SOURCE:
As a runner you’ve almost certainly seen the chart: five columns, color-coded, with heart rate or pace ranges that feel precise and scientific. Zone 2 for fat oxidation. Zone 4 for lactate threshold. Zone 5 for VO2 max. Follow the chart, hit the numbers, get faster. Why five, what do they actually delineate, and why are they different for running compared to other sports?

Start at the Source: The Three-Zone Model

In the beginning there were (and still are) three training zones. This simple model can easily be described as “easy, medium, hard” but it is built around two key physiological breakpoints:

  • LT1 (First Lactate Threshold): This is where blood lactate (a byproduct of breaking down carbohydrate into usable energy through anaerobic glycolysis) starts rising above resting baseline. Your body is producing more lactate than at rest, but you’re producing almost of your energy aerobically and most energy is coming from the breakdown of fat, not carbohydrate. This effort level is sustainable for hours.
  • LT2 (Second Lactate Threshold): This is where blood lactate accumulation substantially outpaces clearance. On a percentage basis, fat oxidation drops as carbohydrate oxidation rapidly increases. Fatigue accumulates quickly and you can only sustain efforts at and above this intensity for limited periods of time.

These two breakpoints can be used to delineate three training zones.

training zones

Zone 1 — Below LT1: You’re entirely aerobic and breaking down fat for most of your energy. Your breathing is comfortable, and you can hold a conversation. This is where most of your ultrarunning training should take place. It’s the intensity that stimulates the greatest aerobic adaptations. This is your all-day pace, your long run intensity, and the low end of Zone 1 is your recovery or easy run intensity.

Zone 2 — Between LT1 and LT2: This is where Steadystate and Threshold work happens. You’re still primarily aerobic, but energy demand is high enough that you need to tap into carbohydrate metabolism to produce energy fast enough. Breathing becomes labored, conversations drop to short sentences. Lactate is being produced and cleared fast enough to keep blood lactate levels relatively low and steady. This is where a lot of your specific training intervals sit because this challenging but sustainable (20-60 minutes) intensity stimulates adaptations that increase your aerobic pace and pace at lactate threshold.

DIRECTIVES:
(1) In the training zones text, what sustainable duration is given for Zone 2 intensity?
(2) Please carry on the text about running training zones from its last sentence.

ENTRIES SUPPLIED:
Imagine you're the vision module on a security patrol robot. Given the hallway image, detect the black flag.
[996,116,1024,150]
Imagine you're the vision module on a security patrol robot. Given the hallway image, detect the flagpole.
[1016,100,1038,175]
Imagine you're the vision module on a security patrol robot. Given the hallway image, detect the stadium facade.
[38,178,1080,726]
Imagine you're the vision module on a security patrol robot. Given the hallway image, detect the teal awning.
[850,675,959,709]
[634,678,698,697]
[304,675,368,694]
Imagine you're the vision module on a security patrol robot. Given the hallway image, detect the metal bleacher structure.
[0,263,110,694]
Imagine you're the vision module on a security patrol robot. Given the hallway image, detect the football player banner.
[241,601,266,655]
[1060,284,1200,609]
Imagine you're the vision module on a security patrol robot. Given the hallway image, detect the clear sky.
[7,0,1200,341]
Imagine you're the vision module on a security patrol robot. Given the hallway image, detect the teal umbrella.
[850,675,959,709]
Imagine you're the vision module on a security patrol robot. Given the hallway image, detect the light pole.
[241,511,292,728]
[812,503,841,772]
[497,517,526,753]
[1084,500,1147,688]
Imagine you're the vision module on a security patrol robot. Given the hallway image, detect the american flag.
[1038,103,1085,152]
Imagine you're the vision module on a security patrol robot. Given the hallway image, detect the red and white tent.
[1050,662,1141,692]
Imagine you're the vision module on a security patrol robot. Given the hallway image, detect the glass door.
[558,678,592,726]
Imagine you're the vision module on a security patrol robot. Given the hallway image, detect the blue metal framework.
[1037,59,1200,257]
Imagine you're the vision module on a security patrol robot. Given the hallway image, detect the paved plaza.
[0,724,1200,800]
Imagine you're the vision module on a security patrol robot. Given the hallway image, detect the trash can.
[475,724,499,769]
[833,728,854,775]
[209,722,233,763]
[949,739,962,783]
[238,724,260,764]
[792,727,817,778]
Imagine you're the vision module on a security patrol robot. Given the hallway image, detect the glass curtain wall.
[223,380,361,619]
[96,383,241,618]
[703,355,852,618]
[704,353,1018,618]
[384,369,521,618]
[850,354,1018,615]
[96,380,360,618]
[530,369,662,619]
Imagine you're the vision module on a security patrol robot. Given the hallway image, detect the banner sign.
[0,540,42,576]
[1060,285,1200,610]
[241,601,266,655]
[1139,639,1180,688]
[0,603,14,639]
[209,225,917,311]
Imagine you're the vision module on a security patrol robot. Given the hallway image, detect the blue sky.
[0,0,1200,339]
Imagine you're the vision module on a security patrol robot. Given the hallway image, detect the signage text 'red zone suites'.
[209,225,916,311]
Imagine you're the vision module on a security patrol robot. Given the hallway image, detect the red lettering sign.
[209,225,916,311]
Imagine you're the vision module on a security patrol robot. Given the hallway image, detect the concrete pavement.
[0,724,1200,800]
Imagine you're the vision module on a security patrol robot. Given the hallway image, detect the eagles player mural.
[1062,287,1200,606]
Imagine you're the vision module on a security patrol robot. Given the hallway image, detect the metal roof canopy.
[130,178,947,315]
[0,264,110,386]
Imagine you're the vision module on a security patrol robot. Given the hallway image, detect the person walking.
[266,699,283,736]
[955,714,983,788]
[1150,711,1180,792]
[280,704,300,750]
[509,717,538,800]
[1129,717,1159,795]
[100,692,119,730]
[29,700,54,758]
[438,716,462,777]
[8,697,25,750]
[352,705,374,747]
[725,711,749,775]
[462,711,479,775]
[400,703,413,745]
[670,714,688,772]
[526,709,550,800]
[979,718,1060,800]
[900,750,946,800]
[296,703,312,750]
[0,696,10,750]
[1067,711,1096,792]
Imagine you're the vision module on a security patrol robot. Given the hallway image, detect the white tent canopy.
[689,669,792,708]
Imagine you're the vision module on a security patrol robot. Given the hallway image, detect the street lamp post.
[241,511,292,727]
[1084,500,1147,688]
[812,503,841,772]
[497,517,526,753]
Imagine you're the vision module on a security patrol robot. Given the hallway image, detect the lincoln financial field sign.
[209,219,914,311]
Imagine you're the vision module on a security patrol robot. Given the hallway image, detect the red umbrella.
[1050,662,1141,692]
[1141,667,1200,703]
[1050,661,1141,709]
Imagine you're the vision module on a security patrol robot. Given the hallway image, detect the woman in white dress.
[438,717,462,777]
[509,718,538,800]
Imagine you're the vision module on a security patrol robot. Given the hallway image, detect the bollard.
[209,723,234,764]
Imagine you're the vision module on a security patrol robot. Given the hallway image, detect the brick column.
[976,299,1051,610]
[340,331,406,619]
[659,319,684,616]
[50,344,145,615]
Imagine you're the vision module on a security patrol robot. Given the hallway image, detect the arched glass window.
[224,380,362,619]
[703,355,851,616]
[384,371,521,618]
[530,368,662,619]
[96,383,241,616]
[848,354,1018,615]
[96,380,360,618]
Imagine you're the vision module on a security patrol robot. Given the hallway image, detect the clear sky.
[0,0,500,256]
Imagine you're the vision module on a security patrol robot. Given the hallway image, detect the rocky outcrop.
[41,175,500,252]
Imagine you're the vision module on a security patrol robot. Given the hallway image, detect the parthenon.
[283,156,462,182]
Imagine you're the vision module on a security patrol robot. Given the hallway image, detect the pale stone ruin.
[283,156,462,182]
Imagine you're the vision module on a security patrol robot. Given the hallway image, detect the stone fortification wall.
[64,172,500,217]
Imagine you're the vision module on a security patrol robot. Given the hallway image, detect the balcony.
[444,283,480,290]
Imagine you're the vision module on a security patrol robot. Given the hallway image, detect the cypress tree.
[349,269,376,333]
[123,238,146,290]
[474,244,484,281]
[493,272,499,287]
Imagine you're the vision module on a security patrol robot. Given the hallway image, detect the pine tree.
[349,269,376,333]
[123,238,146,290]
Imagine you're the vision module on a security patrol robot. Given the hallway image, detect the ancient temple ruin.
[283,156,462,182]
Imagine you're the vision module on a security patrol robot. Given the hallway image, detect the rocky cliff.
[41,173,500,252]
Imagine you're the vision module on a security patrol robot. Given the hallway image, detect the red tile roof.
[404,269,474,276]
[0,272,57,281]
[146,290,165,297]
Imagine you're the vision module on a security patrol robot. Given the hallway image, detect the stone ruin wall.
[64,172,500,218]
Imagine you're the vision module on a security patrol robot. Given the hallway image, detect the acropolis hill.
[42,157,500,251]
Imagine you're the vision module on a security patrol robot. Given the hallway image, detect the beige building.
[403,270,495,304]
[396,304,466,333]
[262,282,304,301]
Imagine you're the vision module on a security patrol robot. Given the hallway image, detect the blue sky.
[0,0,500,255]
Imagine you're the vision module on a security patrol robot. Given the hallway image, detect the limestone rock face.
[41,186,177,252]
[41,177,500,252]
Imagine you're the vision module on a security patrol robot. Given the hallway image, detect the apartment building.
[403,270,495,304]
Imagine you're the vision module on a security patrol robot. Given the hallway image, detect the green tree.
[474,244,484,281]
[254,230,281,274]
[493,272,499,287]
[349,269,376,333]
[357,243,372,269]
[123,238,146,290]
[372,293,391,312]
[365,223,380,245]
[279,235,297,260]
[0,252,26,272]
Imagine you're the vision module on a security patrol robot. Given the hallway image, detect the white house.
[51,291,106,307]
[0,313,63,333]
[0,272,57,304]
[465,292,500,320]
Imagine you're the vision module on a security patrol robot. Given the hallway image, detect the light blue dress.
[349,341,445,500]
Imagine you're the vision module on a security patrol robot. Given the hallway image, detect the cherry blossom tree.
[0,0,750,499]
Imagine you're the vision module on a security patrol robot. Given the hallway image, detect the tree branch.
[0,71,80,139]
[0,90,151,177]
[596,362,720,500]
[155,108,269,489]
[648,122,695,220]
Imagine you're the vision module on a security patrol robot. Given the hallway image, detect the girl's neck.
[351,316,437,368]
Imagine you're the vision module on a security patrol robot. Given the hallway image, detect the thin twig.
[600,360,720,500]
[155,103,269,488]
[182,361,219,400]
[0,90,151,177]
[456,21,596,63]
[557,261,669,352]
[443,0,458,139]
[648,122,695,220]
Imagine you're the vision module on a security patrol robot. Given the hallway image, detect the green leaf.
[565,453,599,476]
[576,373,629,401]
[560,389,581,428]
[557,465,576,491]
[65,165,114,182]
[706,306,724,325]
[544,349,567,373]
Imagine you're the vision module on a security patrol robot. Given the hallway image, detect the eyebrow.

THE REPLIES:
(1) Zone 2 intensity is described as sustainable for 20 to 60 minutes.

(2)
Zone 3 — Above LT2: This is where things get really hard. Breathing goes from labored to panting, talking is reduced to grunts and expletives. You’re consuming nearly as much oxygen as your capable of (approaching VO2 max) and blood lactate levels are rising exponentially because almost all energy is coming from the incomplete breakdown of carbohydrate. Time to exhaustion is measured in minutes (usually 2-6 minutes at the most). This intensity can be very impactful for training, even for ultrarunners, but must be used strategically and carefully.

Why Runners Need Five Training Zones (Not Just Three)

Wouldn’t it be easiest to just use the three zones described above to prescribe and analyze a runner’s training? Yes, but the problem is that the three zones are often so broad that the training stimulus changes if you run at the bottom of the zone compared to the top. Practically, we started advising athletes to run “High Zone 1” or “Low Zone 3” to accumulate more specific time-at-intensity. That eventually led to an expansion of the 3-zone system into a 5-zone system.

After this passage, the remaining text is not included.